SUPPLIED TEXT —
The Nobel Prize–winning capital asset pricing model (CAPM) predicts that expected excess return of any asset is positively proportional to its exposure to the overall market: the beta, leading to an upward-sloping security market line. However, this prediction is contradicted by empirical studies that the return–beta slope is often flat or even downward-sloping, a puzzle called the “beta anomaly.” The CAPM is premised upon the notion that market participants are all rational, including that they are able to objectively evaluate probabilities. However, evidence abounds that individuals are often unable to do so, examples being purchase of lottery tickets and insurance products, in which the extremely small probabilities of winning or losing big are exaggerated. This phenomenon of distorting probabilities at both tails is called “probability weighting” (PW), which is a key component of modern behavioral finance. The paper “Beta and Coskewness Pricing: Perspective from Probability Weighting” approaches the beta anomaly through PW. It offers an explanation of the beta anomaly via a new theoretical CAPM involving PW and an extensive empirical study.

GIVEN REQUEST 1 —
Pick out each line of the listing that contains the string "every", matching case exactly, and copy those lines.
The beta anomaly passage and the listing come from separate sources.

DATA FOR THIS EXERCISE —
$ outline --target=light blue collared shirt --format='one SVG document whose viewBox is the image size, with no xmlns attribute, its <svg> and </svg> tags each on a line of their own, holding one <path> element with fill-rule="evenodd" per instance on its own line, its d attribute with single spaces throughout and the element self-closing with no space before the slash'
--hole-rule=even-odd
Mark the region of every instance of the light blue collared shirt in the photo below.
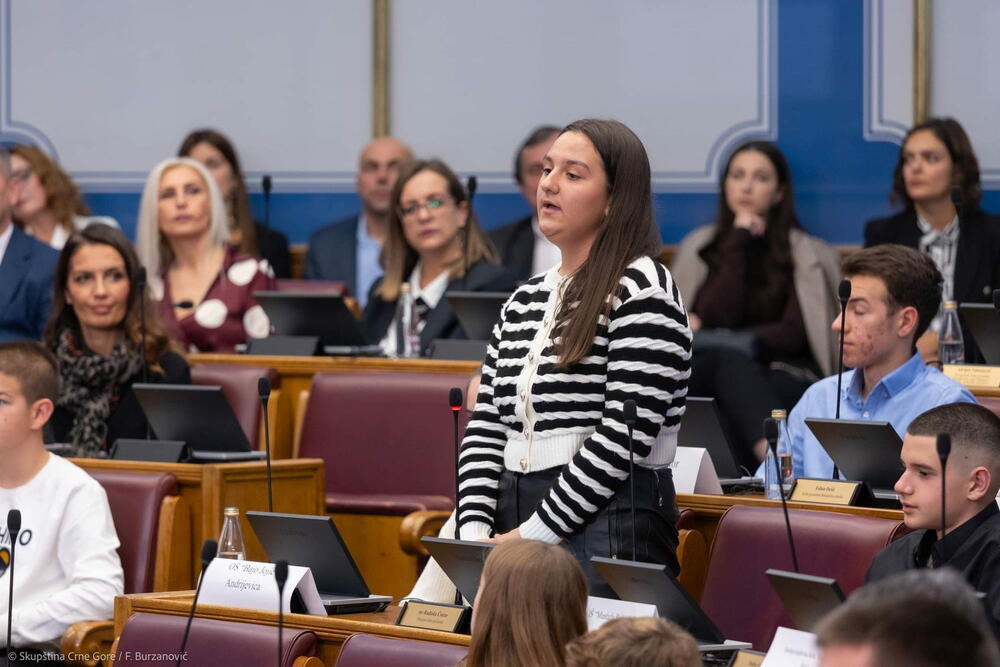
<svg viewBox="0 0 1000 667">
<path fill-rule="evenodd" d="M 372 283 L 382 275 L 382 267 L 378 263 L 378 255 L 382 251 L 382 246 L 379 245 L 378 241 L 368 236 L 365 226 L 365 214 L 362 213 L 358 216 L 357 268 L 355 269 L 357 280 L 355 285 L 358 286 L 358 293 L 355 294 L 355 297 L 358 299 L 358 305 L 362 308 L 368 303 L 368 290 L 371 289 Z"/>
<path fill-rule="evenodd" d="M 931 408 L 947 403 L 975 403 L 969 390 L 924 363 L 914 354 L 905 364 L 879 380 L 861 397 L 863 374 L 856 370 L 844 373 L 841 389 L 840 418 L 886 421 L 903 437 L 910 422 Z M 807 417 L 833 419 L 836 416 L 837 376 L 813 383 L 788 415 L 788 435 L 792 440 L 792 465 L 795 477 L 833 476 L 833 459 L 806 426 Z M 757 476 L 764 477 L 763 464 Z"/>
</svg>

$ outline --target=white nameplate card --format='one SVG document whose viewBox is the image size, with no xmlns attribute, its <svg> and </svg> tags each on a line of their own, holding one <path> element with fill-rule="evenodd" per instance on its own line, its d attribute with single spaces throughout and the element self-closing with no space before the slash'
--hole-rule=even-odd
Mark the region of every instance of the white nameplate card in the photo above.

GIVEN REQUEST 2 —
Extend the beta anomaly passage, picking up right after its final sentence.

FINAL ANSWER 1 —
Mark the region of every instance of the light blue collared shirt in the photo below.
Mark the region of every instance of the white nameplate card in the photo above.

FINAL ANSWER 2 —
The security market line is often flat or downward-sloping. We hypothesize that probability weighting plays a role and one ought to differentiate between periods in which agents overweight extreme events and those in which they underweight them. Overweighting inflates the probability of extremely bad events and demands greater compensation for beta risk, whereas underweighting does the opposite. Unconditional on probability weighting, these two effects offset each other, resulting in a flat or slightly negative return–beta relationship. Similarly, overweighting the tails enhances the negative relationship between return and coskewness, whereas underweighting reduces it. We derive a three-moment conditional capital asset pricing model for a market with rank-dependent utility agents to make these predictions, and we support our theory through an extensive empirical study.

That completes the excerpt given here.